* WHAT YOU ARE ASKED TO DO *
All of the data that follows should be retyped exactly, please, except the pictures.

Data items:
▼

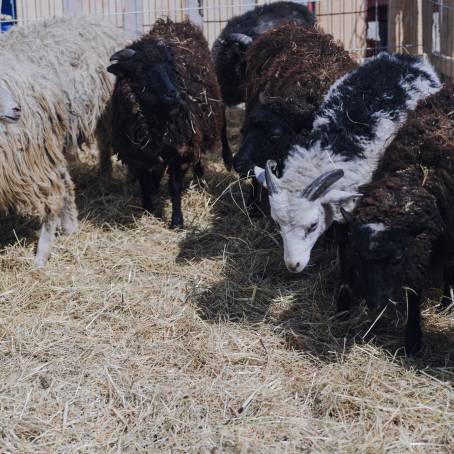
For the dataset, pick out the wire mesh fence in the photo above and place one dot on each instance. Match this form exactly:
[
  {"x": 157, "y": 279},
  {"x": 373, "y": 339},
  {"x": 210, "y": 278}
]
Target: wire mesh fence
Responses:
[{"x": 365, "y": 27}]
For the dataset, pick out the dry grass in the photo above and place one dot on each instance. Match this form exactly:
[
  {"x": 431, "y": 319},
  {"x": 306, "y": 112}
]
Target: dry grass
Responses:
[{"x": 136, "y": 338}]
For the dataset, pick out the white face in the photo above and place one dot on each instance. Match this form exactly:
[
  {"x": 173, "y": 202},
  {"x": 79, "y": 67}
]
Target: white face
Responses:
[
  {"x": 9, "y": 109},
  {"x": 302, "y": 218},
  {"x": 301, "y": 223}
]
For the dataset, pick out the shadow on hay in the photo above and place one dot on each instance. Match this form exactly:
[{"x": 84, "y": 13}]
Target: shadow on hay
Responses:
[
  {"x": 106, "y": 201},
  {"x": 255, "y": 288}
]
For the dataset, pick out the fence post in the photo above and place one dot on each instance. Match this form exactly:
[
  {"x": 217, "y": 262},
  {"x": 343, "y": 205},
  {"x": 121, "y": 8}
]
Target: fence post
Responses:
[
  {"x": 405, "y": 25},
  {"x": 72, "y": 6},
  {"x": 427, "y": 27},
  {"x": 133, "y": 17},
  {"x": 346, "y": 21},
  {"x": 193, "y": 12}
]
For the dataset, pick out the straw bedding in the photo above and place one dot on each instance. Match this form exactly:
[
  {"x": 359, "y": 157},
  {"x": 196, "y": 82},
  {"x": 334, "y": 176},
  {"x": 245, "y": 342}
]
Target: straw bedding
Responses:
[{"x": 136, "y": 338}]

▲

* ANSWER FOR THE TASK *
For the dataset, pick out the wire mesh fence in the photo above and place one dot on each instance. Match this form exactly:
[
  {"x": 157, "y": 279},
  {"x": 373, "y": 339},
  {"x": 210, "y": 278}
]
Target: wire mesh fence
Responses:
[{"x": 365, "y": 27}]
For the dataset, pick out the dry grass in the photo above and place one dot on each instance. Match this form exactly:
[
  {"x": 431, "y": 319},
  {"x": 306, "y": 112}
]
Target: dry grass
Responses:
[{"x": 136, "y": 338}]
For the dataset, pick out the white face in the photo above and place one dot on each instance. Match this form exactly:
[
  {"x": 173, "y": 202},
  {"x": 79, "y": 67}
]
Target: white face
Responses:
[
  {"x": 9, "y": 109},
  {"x": 302, "y": 218},
  {"x": 301, "y": 223}
]
For the dataset, pick out the shadow on hay in the photo above and place one dot on each instance. Match this form exactly:
[{"x": 84, "y": 13}]
Target: shadow on hay
Responses:
[
  {"x": 106, "y": 201},
  {"x": 255, "y": 288}
]
For the dataset, pick out the fence post in the photo above and place one dot on each instance. Match this form exactly:
[
  {"x": 217, "y": 262},
  {"x": 343, "y": 205},
  {"x": 121, "y": 8}
]
Target: fence post
Responses:
[
  {"x": 405, "y": 25},
  {"x": 72, "y": 6},
  {"x": 427, "y": 27},
  {"x": 133, "y": 17},
  {"x": 346, "y": 21},
  {"x": 193, "y": 12}
]
For the dataset, pick out the straw bedding in the photo above and place one dot on each instance. Match this form exactly:
[
  {"x": 359, "y": 157},
  {"x": 196, "y": 82},
  {"x": 334, "y": 176},
  {"x": 245, "y": 342}
]
Target: straw bedding
Responses:
[{"x": 136, "y": 338}]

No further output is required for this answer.